TASK INSTRUCTIONS: Nothing but the lines from the one containing "For the test set, locate each instance of the green mesh" through the last line should be written out, please, exactly as they stand.

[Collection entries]
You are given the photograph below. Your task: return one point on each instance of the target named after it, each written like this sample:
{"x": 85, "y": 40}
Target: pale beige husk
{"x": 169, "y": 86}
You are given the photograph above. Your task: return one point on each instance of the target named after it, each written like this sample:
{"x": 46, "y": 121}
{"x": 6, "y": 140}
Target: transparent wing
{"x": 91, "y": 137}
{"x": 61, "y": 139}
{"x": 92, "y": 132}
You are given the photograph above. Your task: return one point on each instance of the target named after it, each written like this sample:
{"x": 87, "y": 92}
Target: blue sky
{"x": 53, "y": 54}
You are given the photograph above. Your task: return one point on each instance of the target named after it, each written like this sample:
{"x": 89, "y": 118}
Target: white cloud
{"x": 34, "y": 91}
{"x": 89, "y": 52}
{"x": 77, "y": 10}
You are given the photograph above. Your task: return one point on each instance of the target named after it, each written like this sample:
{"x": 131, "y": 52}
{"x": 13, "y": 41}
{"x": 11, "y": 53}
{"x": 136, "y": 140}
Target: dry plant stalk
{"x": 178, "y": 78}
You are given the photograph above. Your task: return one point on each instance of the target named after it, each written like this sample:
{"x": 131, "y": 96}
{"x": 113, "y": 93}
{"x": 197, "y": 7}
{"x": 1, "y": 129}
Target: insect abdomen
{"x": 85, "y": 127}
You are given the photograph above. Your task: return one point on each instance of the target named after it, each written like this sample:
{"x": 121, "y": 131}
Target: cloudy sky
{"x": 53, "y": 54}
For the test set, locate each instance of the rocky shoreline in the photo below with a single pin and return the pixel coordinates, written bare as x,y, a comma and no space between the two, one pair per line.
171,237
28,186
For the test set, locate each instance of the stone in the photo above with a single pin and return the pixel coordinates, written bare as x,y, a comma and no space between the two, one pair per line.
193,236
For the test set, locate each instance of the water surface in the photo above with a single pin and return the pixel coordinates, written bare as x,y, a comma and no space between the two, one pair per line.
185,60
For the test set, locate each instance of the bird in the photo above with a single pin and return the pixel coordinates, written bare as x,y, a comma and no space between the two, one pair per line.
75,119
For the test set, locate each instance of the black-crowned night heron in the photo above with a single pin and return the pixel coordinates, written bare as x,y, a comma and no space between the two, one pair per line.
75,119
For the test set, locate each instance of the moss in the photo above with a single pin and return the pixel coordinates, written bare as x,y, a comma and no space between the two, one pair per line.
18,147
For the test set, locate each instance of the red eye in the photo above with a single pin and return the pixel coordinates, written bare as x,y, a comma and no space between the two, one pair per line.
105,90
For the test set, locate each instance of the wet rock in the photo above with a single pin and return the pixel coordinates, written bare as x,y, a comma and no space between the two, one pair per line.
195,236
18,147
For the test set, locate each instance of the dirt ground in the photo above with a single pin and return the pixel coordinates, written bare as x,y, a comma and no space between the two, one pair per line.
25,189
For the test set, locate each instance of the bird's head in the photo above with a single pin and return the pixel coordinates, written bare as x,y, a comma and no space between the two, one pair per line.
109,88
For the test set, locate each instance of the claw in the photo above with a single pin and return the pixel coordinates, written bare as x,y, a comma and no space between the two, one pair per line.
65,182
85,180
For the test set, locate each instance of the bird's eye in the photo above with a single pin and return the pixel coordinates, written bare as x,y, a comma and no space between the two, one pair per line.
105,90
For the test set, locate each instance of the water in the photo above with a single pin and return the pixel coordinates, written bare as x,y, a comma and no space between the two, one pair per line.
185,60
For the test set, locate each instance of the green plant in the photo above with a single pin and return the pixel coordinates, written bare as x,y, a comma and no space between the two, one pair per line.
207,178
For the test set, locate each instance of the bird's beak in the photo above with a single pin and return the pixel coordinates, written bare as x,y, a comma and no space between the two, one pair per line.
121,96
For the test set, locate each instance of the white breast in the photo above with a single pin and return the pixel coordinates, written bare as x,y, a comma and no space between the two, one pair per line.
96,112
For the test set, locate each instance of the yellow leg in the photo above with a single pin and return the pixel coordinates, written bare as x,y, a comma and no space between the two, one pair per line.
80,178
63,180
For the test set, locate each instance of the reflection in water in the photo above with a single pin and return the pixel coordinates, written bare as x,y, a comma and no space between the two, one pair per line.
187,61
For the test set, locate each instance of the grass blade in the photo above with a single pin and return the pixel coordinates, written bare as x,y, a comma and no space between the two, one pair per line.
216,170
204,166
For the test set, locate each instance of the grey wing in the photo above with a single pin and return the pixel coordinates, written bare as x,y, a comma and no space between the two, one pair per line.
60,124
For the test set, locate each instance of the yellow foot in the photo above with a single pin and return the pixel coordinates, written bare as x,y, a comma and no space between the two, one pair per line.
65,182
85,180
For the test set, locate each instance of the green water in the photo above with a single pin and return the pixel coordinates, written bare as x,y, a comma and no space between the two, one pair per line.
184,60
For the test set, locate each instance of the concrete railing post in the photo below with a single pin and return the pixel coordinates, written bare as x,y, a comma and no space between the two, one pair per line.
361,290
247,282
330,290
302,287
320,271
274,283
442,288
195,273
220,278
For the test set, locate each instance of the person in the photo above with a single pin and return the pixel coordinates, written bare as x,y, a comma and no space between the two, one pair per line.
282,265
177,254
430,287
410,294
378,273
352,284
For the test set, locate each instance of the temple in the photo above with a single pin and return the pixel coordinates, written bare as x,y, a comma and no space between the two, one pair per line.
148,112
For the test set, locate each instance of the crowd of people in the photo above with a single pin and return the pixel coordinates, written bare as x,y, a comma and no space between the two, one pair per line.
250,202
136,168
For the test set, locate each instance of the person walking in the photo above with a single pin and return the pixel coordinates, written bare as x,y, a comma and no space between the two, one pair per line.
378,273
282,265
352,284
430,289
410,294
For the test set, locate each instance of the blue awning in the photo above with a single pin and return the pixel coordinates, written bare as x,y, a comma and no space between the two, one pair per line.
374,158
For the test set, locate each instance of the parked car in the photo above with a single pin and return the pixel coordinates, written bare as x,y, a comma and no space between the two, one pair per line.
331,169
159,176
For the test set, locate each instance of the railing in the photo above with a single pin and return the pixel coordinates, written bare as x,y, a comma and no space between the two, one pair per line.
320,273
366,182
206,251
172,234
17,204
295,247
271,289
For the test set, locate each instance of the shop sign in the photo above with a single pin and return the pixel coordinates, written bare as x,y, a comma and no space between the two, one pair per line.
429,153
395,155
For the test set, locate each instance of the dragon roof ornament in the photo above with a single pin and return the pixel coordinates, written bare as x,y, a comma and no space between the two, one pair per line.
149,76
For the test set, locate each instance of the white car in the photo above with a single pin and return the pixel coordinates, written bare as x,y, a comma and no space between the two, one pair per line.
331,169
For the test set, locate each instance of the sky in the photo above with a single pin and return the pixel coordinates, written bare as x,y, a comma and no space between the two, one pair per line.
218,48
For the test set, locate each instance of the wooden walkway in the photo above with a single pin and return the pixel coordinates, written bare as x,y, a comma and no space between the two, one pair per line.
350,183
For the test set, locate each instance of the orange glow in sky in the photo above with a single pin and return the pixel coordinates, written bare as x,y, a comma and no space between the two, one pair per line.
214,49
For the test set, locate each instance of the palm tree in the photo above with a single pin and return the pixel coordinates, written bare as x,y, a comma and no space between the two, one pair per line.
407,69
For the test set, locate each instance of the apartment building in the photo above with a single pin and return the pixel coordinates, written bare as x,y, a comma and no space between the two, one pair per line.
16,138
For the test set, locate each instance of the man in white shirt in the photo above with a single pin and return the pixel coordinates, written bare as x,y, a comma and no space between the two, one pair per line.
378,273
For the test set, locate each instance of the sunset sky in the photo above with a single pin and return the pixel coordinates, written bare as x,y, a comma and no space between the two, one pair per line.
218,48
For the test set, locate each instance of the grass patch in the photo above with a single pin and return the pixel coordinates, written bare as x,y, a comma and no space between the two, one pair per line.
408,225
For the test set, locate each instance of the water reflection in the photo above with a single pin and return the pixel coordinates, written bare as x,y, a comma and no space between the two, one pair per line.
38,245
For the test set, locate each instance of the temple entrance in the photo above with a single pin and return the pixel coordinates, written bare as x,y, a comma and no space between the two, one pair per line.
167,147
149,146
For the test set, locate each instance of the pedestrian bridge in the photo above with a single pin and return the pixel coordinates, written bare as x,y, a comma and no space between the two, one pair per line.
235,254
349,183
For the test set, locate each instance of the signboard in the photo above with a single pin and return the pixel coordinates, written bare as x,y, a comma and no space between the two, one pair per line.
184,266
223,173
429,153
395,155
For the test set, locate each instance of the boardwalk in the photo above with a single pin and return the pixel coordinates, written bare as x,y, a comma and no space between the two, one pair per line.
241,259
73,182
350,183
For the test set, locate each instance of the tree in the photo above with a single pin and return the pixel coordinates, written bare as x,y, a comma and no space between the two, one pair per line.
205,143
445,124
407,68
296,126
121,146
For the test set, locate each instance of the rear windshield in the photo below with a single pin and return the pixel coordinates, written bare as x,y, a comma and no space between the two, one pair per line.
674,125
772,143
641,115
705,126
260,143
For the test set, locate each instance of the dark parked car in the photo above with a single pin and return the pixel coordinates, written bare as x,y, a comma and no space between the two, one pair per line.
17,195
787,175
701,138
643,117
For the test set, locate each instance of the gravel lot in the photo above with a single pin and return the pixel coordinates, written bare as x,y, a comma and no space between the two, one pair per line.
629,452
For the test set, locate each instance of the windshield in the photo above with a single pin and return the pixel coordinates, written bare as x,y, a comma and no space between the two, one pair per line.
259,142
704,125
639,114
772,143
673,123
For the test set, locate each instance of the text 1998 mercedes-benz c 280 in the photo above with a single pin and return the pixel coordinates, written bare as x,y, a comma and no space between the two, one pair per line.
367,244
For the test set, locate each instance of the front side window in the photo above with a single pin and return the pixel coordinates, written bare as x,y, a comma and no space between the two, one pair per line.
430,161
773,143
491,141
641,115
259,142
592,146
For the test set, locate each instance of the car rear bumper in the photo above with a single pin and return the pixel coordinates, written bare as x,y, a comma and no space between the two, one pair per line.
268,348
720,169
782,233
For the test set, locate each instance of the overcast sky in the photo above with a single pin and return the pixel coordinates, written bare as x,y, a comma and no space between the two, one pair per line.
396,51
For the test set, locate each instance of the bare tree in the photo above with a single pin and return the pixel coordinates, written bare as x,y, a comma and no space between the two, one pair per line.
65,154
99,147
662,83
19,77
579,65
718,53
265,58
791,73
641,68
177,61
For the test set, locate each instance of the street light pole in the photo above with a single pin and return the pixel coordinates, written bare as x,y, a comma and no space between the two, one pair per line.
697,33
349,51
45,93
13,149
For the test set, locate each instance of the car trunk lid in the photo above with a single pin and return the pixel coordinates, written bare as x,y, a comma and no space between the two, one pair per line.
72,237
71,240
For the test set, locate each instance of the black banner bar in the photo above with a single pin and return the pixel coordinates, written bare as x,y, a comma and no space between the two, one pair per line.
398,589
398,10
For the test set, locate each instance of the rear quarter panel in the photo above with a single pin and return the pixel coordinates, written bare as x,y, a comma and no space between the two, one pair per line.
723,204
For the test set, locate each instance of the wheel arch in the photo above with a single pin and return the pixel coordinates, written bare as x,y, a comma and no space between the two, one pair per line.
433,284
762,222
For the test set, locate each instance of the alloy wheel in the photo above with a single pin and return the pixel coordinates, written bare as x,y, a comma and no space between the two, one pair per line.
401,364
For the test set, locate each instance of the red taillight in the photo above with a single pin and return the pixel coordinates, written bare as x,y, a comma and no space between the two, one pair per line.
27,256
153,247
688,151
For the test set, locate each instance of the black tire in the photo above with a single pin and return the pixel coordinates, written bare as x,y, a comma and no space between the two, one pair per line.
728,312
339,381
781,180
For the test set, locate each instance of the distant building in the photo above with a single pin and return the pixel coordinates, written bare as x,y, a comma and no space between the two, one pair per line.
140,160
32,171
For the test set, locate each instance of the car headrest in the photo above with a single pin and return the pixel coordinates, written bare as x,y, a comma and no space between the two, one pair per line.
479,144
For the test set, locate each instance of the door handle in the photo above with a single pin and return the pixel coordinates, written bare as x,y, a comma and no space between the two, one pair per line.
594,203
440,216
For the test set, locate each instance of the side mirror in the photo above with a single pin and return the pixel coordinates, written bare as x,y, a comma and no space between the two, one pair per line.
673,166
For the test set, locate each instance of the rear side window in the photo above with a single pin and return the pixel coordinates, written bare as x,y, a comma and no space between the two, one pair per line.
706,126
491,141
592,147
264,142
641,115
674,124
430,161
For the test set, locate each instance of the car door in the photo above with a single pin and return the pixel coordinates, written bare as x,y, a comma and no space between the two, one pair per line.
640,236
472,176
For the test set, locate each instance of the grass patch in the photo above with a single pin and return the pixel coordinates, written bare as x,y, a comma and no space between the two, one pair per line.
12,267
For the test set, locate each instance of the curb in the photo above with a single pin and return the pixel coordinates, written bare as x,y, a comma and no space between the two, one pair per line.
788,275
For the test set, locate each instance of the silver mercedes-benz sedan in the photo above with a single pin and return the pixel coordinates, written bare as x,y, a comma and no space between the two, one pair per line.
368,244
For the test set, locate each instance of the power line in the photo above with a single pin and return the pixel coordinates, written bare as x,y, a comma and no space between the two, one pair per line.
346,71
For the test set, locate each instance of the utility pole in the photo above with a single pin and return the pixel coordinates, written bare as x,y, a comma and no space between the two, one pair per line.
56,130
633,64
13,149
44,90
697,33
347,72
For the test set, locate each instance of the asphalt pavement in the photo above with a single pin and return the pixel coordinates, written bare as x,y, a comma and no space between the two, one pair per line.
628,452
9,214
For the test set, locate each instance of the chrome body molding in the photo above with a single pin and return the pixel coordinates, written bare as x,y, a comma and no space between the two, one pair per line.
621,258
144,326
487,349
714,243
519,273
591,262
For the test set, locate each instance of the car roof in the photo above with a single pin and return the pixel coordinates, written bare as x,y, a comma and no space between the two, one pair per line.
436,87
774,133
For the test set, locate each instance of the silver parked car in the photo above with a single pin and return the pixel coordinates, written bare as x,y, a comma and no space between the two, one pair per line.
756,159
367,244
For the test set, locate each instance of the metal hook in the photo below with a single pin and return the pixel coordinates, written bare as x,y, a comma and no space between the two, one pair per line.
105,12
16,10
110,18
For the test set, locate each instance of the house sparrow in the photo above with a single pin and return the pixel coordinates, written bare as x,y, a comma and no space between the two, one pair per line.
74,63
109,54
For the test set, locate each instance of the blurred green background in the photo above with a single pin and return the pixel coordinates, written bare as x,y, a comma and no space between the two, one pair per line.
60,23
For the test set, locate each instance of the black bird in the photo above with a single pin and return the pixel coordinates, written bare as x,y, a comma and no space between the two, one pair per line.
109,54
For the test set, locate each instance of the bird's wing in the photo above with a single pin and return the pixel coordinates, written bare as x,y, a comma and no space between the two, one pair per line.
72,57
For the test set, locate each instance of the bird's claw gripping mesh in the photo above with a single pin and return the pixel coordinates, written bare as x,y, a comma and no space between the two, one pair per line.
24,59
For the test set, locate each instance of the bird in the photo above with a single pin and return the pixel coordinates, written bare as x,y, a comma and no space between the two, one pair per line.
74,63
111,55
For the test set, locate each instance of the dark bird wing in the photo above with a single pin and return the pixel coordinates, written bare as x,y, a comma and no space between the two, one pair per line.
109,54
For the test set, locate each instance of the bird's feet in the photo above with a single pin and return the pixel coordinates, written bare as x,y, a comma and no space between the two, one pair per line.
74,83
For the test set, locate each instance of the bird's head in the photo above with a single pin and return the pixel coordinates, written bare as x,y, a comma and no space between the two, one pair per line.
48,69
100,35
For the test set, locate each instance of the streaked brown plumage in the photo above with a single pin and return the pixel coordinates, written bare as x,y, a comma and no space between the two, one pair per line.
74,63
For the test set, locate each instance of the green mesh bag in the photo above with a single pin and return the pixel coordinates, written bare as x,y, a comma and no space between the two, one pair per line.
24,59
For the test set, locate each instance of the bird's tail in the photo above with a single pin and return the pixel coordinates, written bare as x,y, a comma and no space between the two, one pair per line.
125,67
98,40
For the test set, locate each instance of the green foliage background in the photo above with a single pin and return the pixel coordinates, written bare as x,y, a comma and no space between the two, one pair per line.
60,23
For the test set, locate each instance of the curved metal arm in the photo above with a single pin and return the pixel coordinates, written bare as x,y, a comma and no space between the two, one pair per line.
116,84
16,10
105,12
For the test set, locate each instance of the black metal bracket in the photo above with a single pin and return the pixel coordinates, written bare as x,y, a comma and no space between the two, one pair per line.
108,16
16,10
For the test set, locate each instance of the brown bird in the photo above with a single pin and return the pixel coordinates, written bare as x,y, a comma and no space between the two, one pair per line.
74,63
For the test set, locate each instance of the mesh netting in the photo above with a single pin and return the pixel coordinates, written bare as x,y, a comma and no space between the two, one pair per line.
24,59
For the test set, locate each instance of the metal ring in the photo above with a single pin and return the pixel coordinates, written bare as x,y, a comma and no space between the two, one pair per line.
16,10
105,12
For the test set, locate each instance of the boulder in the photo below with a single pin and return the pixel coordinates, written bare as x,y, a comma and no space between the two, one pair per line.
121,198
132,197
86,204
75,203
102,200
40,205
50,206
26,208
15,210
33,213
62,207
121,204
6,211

TASK RESULT:
For the test set, locate each instance of the green mesh bag in the photo above with a single pin and return the pixel coordinates, written bare as x,y, a comma and no space between the two, one pair per line.
24,59
For the test set, locate each instance of the bird's tail in the photo above with a single pin and return the pixel coordinates, written bare as x,y, a comma and no space between the two, one pair per line.
125,67
98,40
For the test set, locate each instance of the green foliage background in the photo above with a single pin and return the pixel coordinates, written bare as x,y, a comma and no space between the two, one pair per line.
60,23
For the test set, locate each instance of the curved metal arm in the photo above with a single pin and return the pixel coordinates, written bare as x,y, a comma and no space between the two, one pair per line.
116,84
16,10
105,12
For the test set, locate each instance of the black metal bracket in the photo above with a single pin and return the pixel coordinates, written bare as x,y, a comma and no space between the two, one pair per line.
108,16
16,10
For the test set, locate each instance of the brown bird in the photo above with a single pin and return the pixel coordinates, written bare as x,y, a comma and no space between the two, one pair per line.
74,63
For the test set, locate each instance of the mesh netting in the photo above with a single pin and return the pixel coordinates, written bare as x,y, a comma and no space between the two, one pair per line.
24,59
For the test set, locate each instance of the metal ring in the photo above with a single pin and return the pixel coordinates, written bare as x,y, a comma and no space between the two, one pair per line.
16,10
105,12
For the test set, locate each instance of the boulder in the photo below with a single pin and return the pixel coordinates, written bare as x,y, a comma and no space between the two, one pair per line.
121,198
132,197
86,204
75,203
102,200
40,205
50,206
26,208
15,210
33,213
62,207
121,204
6,211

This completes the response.